======== TEXT EXCERPT ========

Concept of operation: Using input tables

Though it might not be evident from examination of these defaults, LOBSTAHS generates databases based on values of parameters defined in simple tables. The values in these tables define the molecular properties of each individual compound or lipid class for which database entries will be created. Database generation is accomplished with the function generateLOBdbase(). Default values for the various inputs can be viewed by loading the default tables into the R workspace (directions below); the default input data are also given in Tables 1 and 2 of Collins et al. 2016.1 Package versions ≥ 1.1.2 contain adduct hierarchy and retention time window data for lipid classes BLL, PDPT, vGSL, sGSL, hGSL, hapGSL, and hapCER, which are described in Fulton et al. 2014 and Hunter et al. 2015.6. By modifying the default values in each table using provided templates, users can generate custom databases that include additional lipid classes. Customization directions are provided in the following section.

Users can load the default versions of the four input tables into the R workspace (and subsequently view them) at any time:

data(default.acylRanges)
data(default.oxyRanges)
data(default.componentCompTable)
data(default.adductHierarchies)

========

BRIEF — Write the next part of the text on LOBSTAHS input tables, starting right after the final data() line.

======== MATERIAL SUPPLIED ========

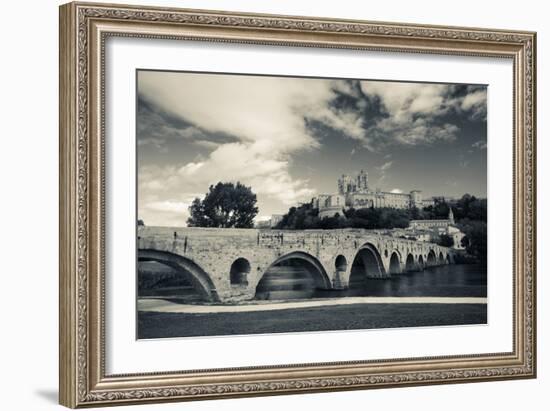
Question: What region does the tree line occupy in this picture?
[143,182,487,260]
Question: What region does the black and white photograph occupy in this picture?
[135,69,488,339]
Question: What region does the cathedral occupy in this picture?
[312,170,433,218]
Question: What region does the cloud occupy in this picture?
[378,161,393,171]
[138,71,376,225]
[137,71,484,225]
[354,81,486,151]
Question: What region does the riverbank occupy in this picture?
[137,303,487,339]
[138,297,487,314]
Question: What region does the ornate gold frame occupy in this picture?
[59,3,536,407]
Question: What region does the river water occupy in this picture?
[139,260,487,304]
[256,264,487,300]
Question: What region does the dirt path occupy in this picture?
[138,297,487,314]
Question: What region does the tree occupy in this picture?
[187,182,258,228]
[458,219,487,261]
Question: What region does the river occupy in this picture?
[256,264,487,300]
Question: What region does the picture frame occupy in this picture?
[59,2,536,408]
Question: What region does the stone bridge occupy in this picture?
[138,226,453,302]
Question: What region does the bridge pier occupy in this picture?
[138,227,454,303]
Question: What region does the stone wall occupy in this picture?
[138,227,458,302]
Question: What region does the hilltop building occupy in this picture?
[312,170,433,218]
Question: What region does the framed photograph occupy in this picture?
[60,3,536,408]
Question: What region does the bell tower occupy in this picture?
[448,206,455,224]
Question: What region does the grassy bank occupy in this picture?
[138,304,487,338]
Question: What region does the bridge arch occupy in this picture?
[426,250,437,267]
[349,243,386,284]
[137,249,220,301]
[389,251,401,274]
[334,254,348,273]
[229,257,250,286]
[405,254,416,272]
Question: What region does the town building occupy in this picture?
[407,208,465,249]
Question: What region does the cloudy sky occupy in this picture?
[137,70,487,226]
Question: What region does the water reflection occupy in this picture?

========

WRITTEN RESPONSE —
Introduction to the four input tables

Custom databases can be created in LOBSTAHS by modifying or adding to the default values in the four tables. We can generate custom databases in three steps:

  • Modify the values in one or more of the tables
    • Tables containing the default values are provided with the standard package installation in both Microsoft Excel and .csv format. These are automatically installed into the /LOBSTAHS/doc/ subdirectory of your R library path and can be used as templates for production of custom inputs. (You can use .libPaths() to find the location of your R library.) Alternatively, templates for the tables used to generate databases in the latest release of LOBSTAHS can downloaded from the package GitHub repository.
  • Export the new, custom tables as .csv files (if the .xlsx files were used as a starting point), and
  • Load the tables when calling the function generateLOBdbase(), which will then uses the value to generate the LOBSTAHS databases

Each of the four tables is introduced below, followed by instructions for adding new lipids and lipid classes to the LOBSTAHS databases.

We’ve also created a flow chart to help you navigate the database customization process; the flow chart is designed to complement — not replace — the detailed instructions below. Download a copy of the flow chart: as .pdf | as .svg

The componentCompTable

The first, most important table is the componentCompTable, which defines the base elemental compositions of each molecule or lipid class to be considered when databases are created. If we wish to add additional molecules or classes of molecules to the default set of compounds in the database, we’ll first need to add an additional entry or entries to this table.

For each lipid class or compound specified in the componentCompTable, the field DB_gen_compound_type contains one of five values:

  • “DB_acyl_iteration”
  • “DB_unique_species”
  • “basic_component”
  • “adduct_pos”
  • “adduct_neg”

DB_gen_compound_type is the field which determines how a particular compound, lipid class, or molecular fragment will be used and evaluated by the software. The last three compound types (“basic_component,” “adduct_pos,” and “adduct_neg”) are reserved for definition of basic components such as acteonitrile or acetate and for definition of adduct ion types; new entries of these types should only be created in the componentCompTable when a new adduct or basic component is to be specified.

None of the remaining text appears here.